TEXT PROVIDED:
A common vitamin may be the key to treating a "silent" global epidemic. With roughly 30% of the world’s population currently living with metabolic-associated fatty liver disease (MASLD)—a condition often fueled by obesity and type 2 diabetes—scientists have long been searching for a way to stop its progression toward permanent liver damage.
A new study led by researchers at UNIST, Pusan National University, and Ulsan University Hospital has pinpointed a specific "molecular switch" that drives the disease: a small RNA molecule called miR-93.
The Molecular Saboteur: How miR-93 Hijacks the Liver
MicroRNAs typically help fine-tune gene activity, but in cases of MASLD, miR-93 goes rogue. Researchers found that levels of this molecule skyrocket in response to modern diets high in fat and fructose.
When miR-93 levels are too high, it creates a metabolic "perfect storm" by:
- Blocking SIRT1: This crucial gene acts as the liver's energy regulator. When silenced by miR-93, the liver stops burning fat and starts storing it.
- Disrupting Energy Sensors: It dampens the LKB1-AMPK signaling pathway, the system that tells cells how to handle energy stress.

DATA RECORDS:
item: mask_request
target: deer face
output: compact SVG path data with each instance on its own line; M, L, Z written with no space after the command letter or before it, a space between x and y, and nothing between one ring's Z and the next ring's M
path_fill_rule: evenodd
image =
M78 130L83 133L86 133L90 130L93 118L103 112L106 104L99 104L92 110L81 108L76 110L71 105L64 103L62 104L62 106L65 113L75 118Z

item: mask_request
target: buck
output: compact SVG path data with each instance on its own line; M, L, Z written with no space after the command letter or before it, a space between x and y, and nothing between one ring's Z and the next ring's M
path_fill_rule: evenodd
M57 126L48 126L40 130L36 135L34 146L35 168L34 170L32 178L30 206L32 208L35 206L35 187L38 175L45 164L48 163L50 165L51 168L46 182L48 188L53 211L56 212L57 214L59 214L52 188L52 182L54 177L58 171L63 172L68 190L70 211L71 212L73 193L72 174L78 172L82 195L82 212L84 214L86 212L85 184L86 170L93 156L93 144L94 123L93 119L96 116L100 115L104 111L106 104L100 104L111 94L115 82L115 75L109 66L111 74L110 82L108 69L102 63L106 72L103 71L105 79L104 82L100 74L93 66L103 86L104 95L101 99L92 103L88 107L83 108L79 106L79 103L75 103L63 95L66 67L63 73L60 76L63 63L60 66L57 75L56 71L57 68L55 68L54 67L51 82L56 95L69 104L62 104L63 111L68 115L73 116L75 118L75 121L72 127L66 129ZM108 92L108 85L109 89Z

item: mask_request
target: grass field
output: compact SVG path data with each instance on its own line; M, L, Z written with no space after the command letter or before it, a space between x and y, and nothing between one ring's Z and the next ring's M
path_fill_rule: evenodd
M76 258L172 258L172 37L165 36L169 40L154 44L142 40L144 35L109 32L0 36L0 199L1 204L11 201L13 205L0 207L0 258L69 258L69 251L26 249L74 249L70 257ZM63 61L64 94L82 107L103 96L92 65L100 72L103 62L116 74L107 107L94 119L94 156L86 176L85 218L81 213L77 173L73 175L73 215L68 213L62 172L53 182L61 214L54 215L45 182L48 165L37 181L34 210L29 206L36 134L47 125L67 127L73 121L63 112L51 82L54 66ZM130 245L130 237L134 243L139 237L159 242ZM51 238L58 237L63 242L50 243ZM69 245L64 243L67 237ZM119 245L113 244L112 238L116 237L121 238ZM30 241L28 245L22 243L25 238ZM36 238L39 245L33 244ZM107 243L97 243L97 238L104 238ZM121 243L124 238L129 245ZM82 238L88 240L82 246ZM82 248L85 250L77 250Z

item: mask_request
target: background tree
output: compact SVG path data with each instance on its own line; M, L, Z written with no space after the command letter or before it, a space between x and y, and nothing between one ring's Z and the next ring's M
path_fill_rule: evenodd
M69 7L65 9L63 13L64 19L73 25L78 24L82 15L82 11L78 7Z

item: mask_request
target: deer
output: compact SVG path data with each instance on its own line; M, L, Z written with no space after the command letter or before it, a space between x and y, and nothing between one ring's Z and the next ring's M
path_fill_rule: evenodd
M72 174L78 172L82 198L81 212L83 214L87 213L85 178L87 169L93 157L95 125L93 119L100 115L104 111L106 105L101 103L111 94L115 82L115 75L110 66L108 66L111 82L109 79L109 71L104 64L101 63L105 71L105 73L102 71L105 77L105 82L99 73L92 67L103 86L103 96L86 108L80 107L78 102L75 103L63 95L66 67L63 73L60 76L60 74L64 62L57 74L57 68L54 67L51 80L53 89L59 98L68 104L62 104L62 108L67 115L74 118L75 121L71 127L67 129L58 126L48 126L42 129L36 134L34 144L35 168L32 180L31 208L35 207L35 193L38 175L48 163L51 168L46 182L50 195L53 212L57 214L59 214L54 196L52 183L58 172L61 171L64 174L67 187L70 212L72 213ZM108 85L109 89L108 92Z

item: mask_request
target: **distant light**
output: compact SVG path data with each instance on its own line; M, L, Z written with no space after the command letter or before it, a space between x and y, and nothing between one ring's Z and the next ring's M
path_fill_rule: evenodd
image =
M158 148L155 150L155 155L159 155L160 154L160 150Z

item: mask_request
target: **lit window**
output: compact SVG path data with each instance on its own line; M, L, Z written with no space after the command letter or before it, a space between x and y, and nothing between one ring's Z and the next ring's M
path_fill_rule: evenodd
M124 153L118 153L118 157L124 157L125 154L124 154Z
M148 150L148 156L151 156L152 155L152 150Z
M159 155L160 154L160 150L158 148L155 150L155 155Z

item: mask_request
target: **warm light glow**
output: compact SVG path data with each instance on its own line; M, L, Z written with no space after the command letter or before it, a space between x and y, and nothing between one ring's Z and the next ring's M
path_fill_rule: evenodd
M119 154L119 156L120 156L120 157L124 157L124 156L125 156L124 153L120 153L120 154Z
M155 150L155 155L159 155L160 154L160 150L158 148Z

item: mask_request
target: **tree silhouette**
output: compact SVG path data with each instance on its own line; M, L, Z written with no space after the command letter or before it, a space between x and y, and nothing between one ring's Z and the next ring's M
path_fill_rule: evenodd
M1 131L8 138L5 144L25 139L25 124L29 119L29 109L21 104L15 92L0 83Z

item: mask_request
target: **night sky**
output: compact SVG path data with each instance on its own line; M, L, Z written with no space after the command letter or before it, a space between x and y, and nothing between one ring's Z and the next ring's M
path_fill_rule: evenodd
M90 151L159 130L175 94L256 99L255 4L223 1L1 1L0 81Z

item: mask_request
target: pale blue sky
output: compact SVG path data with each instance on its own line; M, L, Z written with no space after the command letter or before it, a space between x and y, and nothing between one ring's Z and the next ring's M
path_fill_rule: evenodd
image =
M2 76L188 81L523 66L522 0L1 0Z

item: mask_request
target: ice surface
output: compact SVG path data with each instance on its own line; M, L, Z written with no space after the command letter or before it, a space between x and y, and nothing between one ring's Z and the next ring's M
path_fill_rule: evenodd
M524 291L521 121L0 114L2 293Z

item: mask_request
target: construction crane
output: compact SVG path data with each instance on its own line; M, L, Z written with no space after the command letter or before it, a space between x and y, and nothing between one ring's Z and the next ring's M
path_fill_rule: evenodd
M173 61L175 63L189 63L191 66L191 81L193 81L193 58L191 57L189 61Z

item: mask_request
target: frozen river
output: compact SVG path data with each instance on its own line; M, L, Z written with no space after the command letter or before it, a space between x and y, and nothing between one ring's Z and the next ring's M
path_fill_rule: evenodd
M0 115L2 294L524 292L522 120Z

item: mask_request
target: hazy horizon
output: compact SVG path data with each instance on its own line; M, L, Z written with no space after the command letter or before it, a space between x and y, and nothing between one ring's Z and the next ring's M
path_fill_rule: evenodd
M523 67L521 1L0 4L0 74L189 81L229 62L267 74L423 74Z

ACTIVITY: Pick up the article on miR-93 and fatty liver disease where it stops, and keep writing in its style.

YOUR RESPONSE:
- Promoting Cholesterol: It shifts the liver’s chemistry to favor the production of cholesterol over the breakdown of fatty acids.
In lab tests, mice engineered to lack miR-93 remained remarkably healthy and lean-livered, even when fed a high-fat diet, proving that this single molecule is a primary driver of the disease.
Niacin: The Surprising Candidate
After screening 150 FDA-approved drugs, the research team discovered that niacin (vitamin B3) was the most effective compound at "turning off" the miR-93 switch.
By lowering miR-93, niacin restored the liver's natural ability to burn fat and improved mitochondrial health. Because niacin is already a staple treatment for high cholesterol, it is a prime candidate for "drug repurposing"—taking a known, safe medication and applying it to a new problem.
"Given that niacin is a well-established and safe medication... it holds promise as a candidate for combination therapies targeting miRNA pathways in MASLD," the research team noted.
From the Lab to the Clinic
While the results in mice are groundbreaking, scientists are now moving to human trials to confirm if vitamin B3 can truly shift fat away from the human liver.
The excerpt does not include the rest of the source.